▶ GIVEN REQUEST
Count the lines in the items below that contain the string "chest", treating uppercase and lowercase as different. Reply with the number alone.

Point labeling data based on photos
****

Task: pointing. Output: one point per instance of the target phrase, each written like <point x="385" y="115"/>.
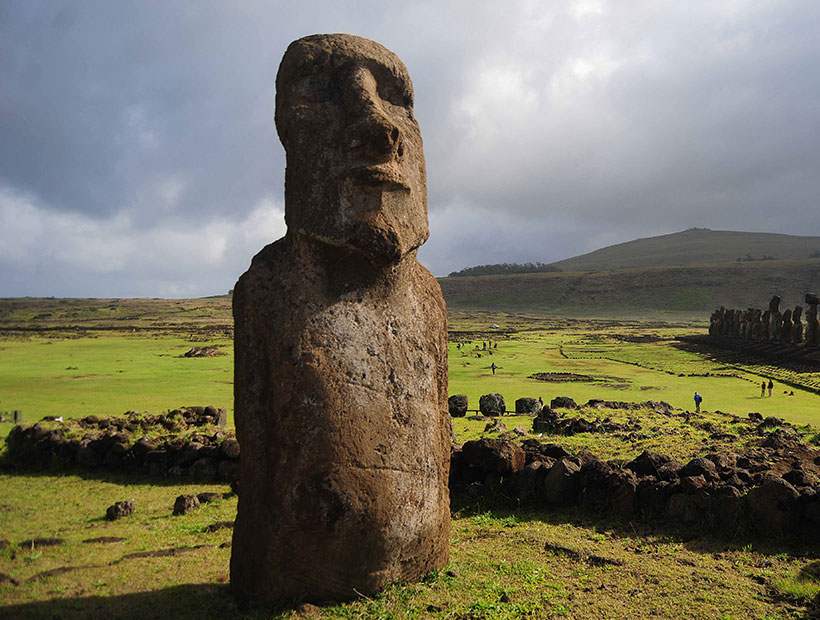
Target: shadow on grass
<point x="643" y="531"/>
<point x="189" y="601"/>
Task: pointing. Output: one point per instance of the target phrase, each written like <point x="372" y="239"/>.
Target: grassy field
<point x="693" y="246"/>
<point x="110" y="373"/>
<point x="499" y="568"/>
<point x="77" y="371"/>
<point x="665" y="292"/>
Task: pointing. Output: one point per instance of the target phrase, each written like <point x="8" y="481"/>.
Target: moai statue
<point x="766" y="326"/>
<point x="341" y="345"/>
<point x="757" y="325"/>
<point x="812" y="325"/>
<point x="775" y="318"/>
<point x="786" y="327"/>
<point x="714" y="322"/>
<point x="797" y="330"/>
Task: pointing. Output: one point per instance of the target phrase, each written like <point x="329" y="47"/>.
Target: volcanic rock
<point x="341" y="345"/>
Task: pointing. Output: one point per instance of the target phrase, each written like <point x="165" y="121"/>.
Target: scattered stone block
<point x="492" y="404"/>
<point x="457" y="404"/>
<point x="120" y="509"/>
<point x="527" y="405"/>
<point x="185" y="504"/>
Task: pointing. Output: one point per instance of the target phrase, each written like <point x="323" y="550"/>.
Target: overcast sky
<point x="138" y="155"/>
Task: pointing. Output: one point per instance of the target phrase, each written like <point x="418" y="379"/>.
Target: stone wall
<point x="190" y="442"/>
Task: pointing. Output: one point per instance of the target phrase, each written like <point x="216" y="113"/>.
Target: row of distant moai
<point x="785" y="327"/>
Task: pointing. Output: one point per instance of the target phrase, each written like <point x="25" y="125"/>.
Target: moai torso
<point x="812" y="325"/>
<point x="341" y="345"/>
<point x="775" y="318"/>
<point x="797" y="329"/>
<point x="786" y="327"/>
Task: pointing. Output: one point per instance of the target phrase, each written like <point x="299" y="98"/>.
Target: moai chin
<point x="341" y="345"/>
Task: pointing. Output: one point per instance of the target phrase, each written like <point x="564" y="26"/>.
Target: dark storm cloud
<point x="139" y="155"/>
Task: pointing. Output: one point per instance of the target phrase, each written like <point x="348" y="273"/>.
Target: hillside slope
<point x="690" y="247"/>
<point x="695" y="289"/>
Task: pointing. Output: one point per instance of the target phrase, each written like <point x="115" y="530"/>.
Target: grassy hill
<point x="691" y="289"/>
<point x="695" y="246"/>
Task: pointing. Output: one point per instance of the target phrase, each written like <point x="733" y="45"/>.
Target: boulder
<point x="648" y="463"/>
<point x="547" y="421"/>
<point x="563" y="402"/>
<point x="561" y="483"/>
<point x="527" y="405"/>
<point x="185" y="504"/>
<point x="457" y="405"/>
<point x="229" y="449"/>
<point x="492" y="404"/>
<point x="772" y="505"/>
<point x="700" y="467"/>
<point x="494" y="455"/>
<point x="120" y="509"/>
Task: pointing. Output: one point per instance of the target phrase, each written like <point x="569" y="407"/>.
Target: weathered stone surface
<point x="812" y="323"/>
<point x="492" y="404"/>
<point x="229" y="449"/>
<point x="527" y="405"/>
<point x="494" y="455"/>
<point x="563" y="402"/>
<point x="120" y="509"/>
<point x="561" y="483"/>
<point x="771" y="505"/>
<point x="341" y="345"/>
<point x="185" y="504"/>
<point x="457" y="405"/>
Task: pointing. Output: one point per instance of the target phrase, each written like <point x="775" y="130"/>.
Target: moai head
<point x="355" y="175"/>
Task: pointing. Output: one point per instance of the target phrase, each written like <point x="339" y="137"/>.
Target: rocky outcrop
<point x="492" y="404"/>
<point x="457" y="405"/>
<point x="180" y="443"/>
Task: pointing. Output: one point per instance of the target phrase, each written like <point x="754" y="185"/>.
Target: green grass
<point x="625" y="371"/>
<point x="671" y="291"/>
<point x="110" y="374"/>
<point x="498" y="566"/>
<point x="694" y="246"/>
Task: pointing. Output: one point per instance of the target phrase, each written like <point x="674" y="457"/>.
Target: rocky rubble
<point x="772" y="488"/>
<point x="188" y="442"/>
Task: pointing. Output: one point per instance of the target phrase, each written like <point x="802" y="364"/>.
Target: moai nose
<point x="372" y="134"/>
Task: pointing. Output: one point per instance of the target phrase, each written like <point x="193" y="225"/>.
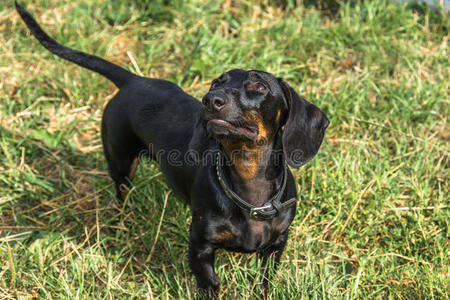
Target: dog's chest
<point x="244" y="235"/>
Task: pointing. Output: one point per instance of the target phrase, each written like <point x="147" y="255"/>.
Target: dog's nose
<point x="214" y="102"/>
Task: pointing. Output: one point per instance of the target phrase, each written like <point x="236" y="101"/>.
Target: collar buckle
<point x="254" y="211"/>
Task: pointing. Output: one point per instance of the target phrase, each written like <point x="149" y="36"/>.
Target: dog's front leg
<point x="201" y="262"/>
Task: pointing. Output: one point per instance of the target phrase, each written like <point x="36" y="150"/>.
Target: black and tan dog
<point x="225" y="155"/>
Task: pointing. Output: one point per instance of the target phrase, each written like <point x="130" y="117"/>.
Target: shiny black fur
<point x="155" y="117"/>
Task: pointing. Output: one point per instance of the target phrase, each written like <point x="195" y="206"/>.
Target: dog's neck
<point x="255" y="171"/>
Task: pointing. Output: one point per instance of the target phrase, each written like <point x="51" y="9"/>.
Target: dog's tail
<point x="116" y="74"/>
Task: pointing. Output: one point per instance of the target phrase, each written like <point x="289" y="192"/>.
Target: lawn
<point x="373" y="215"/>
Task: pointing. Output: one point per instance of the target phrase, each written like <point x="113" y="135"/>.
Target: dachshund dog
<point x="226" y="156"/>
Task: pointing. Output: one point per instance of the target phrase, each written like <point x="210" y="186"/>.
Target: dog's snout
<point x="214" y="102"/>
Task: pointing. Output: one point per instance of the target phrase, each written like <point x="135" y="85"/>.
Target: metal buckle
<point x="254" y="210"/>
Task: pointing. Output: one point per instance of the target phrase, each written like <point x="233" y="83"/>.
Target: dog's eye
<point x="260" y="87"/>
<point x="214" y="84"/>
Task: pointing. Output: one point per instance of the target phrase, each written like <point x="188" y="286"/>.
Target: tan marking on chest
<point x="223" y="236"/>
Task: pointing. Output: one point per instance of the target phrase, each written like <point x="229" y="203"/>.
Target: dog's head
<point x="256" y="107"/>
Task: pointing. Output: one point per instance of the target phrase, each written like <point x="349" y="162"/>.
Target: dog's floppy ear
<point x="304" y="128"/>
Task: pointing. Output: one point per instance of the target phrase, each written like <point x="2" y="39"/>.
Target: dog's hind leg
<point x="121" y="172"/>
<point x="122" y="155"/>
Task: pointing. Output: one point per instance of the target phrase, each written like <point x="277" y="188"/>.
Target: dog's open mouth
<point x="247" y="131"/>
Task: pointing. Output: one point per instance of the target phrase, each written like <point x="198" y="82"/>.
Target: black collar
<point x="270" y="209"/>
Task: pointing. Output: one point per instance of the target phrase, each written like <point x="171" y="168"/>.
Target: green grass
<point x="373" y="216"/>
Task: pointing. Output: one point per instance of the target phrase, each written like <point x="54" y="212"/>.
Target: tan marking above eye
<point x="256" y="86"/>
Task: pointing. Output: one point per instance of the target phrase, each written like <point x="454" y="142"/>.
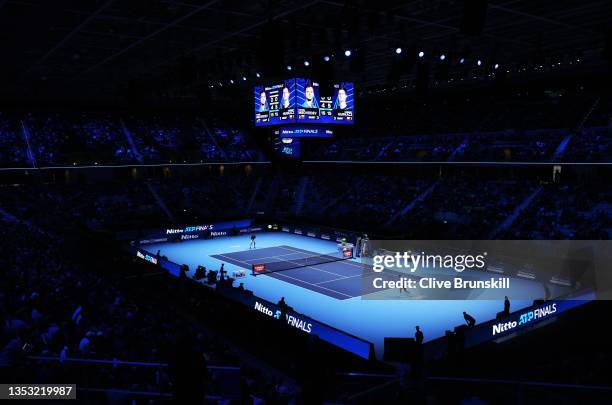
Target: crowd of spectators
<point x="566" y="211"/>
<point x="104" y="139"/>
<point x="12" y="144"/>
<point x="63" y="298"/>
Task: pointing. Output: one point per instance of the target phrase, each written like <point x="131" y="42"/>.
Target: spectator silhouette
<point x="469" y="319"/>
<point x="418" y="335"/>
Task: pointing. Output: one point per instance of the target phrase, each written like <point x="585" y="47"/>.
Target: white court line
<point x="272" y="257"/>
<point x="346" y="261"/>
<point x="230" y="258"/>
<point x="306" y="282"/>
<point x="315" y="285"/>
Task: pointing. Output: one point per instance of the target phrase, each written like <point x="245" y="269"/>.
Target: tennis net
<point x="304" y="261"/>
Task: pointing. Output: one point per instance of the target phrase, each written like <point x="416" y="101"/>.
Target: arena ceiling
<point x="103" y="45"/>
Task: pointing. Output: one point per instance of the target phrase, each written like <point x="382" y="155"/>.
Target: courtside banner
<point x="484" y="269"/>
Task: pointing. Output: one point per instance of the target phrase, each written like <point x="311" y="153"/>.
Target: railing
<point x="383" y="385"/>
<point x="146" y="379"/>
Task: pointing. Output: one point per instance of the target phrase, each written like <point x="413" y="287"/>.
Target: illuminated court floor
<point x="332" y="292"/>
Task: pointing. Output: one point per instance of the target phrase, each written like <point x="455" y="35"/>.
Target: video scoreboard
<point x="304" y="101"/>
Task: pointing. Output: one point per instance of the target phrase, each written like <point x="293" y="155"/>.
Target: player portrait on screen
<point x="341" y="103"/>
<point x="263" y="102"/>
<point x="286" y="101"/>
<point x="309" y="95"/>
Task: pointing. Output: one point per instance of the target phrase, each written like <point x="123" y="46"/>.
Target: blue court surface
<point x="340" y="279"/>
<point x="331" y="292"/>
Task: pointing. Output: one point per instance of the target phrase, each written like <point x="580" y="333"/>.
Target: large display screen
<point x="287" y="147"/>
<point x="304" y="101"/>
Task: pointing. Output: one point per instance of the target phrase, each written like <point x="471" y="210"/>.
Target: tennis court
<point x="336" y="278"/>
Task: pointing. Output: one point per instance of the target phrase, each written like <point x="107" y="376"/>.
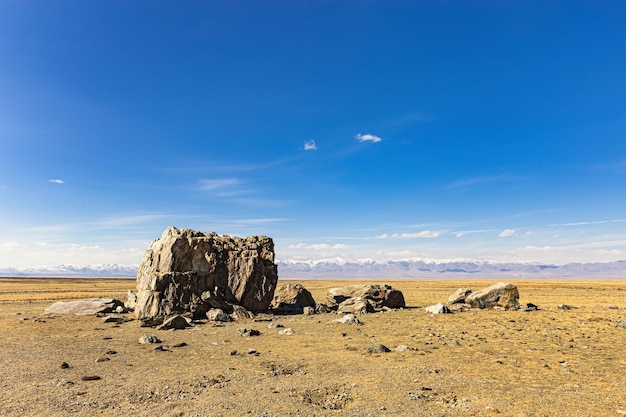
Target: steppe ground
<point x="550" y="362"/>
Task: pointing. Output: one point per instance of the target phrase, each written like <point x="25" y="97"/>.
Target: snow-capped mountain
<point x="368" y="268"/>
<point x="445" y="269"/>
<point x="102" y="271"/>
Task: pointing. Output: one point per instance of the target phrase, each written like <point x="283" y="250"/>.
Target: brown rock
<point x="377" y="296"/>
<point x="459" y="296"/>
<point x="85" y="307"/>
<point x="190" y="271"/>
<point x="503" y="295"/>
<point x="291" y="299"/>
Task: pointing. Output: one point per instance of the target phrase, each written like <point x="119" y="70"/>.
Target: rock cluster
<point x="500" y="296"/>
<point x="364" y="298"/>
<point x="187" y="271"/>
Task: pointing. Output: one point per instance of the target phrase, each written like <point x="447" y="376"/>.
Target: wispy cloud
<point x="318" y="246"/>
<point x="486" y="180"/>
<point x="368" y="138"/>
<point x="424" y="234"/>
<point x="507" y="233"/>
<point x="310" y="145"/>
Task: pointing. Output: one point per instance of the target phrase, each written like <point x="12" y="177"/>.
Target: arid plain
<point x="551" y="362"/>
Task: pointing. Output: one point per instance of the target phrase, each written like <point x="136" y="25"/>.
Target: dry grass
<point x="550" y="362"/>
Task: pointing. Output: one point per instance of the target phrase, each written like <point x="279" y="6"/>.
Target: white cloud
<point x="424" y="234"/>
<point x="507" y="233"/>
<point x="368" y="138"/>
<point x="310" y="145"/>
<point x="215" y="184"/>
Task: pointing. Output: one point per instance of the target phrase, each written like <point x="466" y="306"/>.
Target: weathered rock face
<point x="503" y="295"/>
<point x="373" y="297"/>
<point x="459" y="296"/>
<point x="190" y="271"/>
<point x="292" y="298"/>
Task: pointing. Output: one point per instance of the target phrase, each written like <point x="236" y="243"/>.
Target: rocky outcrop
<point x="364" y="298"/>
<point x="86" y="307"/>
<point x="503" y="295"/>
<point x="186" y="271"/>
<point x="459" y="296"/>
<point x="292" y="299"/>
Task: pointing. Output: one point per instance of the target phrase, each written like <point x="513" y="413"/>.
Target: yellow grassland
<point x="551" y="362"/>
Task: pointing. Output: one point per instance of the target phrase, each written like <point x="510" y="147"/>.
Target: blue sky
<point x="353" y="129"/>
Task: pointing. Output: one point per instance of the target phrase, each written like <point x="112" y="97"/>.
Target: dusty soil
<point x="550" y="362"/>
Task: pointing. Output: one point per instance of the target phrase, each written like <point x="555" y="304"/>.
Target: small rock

****

▶ ANSWER TO THIS EXERCISE
2